» **EXERCISE INSTRUCTIONS**: Quote only the lines from the one containing "the arched entryway" through the final line, both included, and omit the pictures.
── RECORDS FOR THE TASK
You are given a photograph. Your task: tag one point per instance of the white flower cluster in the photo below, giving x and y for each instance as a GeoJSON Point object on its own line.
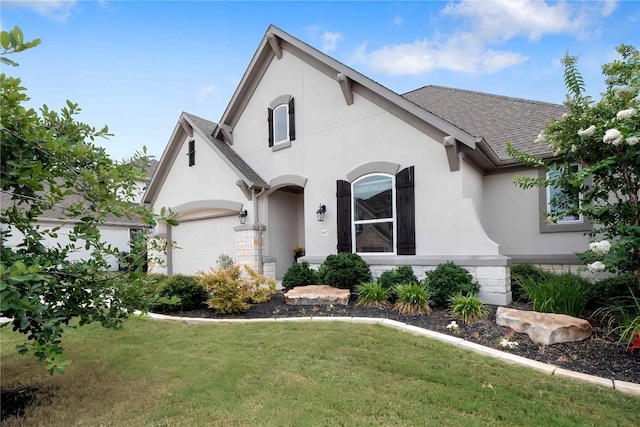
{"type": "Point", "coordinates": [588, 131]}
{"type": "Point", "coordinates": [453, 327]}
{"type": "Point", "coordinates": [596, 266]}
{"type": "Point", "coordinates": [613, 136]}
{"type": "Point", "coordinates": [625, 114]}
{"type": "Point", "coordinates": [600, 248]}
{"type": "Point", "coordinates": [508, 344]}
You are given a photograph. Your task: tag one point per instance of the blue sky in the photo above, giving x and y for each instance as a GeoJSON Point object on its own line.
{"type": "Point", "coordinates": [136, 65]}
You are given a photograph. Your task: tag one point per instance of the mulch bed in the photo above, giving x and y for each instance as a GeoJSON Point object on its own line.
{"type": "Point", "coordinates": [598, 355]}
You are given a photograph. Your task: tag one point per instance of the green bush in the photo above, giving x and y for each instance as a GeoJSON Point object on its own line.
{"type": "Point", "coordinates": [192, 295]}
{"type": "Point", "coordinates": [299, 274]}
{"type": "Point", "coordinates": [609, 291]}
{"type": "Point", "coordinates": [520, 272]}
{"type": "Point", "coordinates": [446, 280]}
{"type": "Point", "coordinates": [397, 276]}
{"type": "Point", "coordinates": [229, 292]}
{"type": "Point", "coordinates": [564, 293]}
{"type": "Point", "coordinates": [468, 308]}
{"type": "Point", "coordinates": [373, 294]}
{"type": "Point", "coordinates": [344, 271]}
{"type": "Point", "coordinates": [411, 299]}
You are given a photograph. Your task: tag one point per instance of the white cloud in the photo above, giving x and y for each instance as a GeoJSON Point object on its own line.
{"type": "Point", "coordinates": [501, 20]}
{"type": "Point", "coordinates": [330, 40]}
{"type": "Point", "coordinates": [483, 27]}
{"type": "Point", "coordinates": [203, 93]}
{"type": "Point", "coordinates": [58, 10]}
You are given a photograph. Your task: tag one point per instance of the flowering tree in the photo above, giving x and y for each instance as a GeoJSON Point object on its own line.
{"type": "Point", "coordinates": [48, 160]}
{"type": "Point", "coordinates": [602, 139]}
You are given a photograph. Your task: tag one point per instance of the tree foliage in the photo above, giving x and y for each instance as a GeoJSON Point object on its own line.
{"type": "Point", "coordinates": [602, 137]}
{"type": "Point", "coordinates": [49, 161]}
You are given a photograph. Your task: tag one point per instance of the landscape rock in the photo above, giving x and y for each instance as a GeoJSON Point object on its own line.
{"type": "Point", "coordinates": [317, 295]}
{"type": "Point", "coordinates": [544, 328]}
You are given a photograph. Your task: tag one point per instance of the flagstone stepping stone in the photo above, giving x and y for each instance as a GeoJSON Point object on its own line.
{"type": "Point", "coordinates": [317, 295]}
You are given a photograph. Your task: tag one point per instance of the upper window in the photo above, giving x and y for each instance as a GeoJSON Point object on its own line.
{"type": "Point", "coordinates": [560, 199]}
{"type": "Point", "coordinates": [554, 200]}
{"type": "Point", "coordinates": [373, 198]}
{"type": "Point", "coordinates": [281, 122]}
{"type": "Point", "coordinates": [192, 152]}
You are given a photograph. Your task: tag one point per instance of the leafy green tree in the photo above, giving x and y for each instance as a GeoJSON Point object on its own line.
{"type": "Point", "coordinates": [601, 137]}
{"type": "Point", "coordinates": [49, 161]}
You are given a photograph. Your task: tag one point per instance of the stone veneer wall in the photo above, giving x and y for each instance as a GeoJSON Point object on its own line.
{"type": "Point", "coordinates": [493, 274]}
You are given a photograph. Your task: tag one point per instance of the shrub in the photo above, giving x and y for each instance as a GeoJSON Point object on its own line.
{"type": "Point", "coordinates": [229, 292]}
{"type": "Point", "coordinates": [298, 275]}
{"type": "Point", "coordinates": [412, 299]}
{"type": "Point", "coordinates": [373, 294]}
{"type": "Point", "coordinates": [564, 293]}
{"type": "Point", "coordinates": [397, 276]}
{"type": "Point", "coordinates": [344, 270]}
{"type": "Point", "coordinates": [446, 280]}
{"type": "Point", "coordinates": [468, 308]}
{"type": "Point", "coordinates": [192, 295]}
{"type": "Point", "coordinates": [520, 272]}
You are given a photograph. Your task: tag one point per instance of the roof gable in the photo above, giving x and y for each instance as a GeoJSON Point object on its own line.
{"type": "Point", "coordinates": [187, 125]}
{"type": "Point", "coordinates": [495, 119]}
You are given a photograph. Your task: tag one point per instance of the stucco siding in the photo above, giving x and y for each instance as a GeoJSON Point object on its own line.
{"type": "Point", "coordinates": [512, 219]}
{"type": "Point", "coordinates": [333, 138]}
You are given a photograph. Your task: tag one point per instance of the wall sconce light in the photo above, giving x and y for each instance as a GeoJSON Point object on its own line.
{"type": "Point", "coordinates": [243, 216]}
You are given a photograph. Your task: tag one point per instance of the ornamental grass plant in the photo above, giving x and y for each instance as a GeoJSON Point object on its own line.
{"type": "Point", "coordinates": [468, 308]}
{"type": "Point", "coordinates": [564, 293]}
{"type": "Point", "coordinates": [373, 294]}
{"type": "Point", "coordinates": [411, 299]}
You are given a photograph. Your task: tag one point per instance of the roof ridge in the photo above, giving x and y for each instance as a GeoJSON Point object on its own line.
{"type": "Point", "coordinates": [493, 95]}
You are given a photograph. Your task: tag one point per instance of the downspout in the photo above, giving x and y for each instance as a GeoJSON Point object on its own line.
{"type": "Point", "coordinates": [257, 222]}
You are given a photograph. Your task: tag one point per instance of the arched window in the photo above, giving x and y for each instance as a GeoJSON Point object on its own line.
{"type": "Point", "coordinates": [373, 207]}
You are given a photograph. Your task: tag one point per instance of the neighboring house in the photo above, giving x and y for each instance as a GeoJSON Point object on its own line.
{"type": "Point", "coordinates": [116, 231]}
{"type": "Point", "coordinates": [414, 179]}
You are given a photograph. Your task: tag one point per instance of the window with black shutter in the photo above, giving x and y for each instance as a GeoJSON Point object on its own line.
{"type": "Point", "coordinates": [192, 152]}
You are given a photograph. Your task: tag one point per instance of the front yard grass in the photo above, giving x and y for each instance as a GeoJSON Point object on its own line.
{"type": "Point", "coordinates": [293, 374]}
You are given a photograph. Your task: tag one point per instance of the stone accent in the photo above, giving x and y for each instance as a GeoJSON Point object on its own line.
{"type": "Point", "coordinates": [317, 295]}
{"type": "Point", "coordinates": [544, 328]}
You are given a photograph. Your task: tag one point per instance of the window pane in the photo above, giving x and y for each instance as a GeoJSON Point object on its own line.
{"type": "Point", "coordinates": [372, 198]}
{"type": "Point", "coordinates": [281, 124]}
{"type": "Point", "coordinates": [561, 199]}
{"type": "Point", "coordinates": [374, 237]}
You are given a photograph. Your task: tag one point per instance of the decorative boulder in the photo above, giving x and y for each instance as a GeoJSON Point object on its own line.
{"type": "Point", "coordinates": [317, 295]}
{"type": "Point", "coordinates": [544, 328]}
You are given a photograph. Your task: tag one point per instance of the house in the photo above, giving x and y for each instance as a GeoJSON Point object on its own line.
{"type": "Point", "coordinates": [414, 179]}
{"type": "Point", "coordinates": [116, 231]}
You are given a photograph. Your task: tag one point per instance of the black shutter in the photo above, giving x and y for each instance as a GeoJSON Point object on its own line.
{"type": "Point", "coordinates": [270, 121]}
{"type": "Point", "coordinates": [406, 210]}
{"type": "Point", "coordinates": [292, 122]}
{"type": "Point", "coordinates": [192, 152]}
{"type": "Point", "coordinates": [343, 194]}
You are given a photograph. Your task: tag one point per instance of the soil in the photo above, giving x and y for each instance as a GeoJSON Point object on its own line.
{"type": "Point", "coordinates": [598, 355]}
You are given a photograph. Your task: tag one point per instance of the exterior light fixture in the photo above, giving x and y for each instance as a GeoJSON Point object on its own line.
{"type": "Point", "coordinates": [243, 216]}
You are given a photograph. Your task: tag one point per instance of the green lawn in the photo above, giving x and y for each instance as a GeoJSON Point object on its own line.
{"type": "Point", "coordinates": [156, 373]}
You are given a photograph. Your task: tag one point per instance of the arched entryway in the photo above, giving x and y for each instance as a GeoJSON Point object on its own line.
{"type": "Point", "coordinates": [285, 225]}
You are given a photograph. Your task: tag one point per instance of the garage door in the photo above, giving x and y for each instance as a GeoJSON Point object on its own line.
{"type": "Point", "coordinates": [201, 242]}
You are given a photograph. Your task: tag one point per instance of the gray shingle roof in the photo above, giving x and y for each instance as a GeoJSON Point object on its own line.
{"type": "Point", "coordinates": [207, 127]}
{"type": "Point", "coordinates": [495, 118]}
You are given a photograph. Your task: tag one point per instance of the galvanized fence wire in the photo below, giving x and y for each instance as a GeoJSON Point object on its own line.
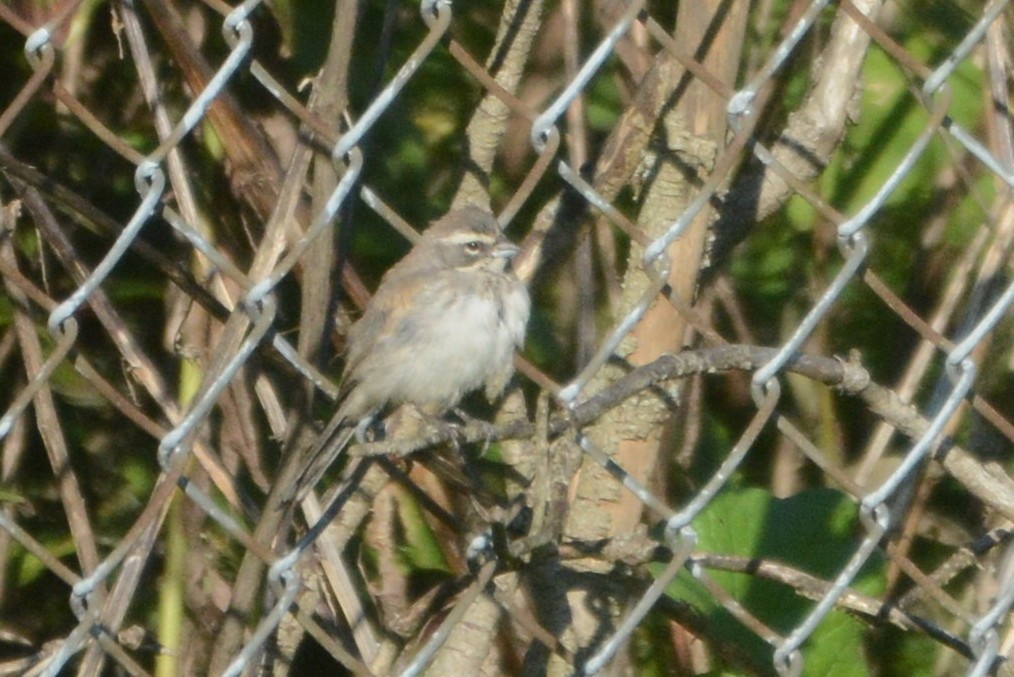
────
» **REPLY TO THE TASK**:
You are given a photograph. Your task: tag one point per instance of the arched entryway in the photo above, giving x and y for each instance as a GeoJSON Point object on its own line.
{"type": "Point", "coordinates": [285, 225]}
You are given a photograph. Your task: tag one point per instance of the garage door in the photo above, giving x and y for each instance as a GeoJSON Point object on its own line.
{"type": "Point", "coordinates": [201, 242]}
You are given a photograph. Your task: tag one point per instance of the gray shingle roof in the photo above, giving x and y for each instance as a GeoJSON Point object on its own line.
{"type": "Point", "coordinates": [207, 127]}
{"type": "Point", "coordinates": [495, 118]}
You are given a photograph. Your task: tag one point per instance of the galvanized fence wire in the photo below, giving x and y for each instance as a GeoJSON Point object on its own line.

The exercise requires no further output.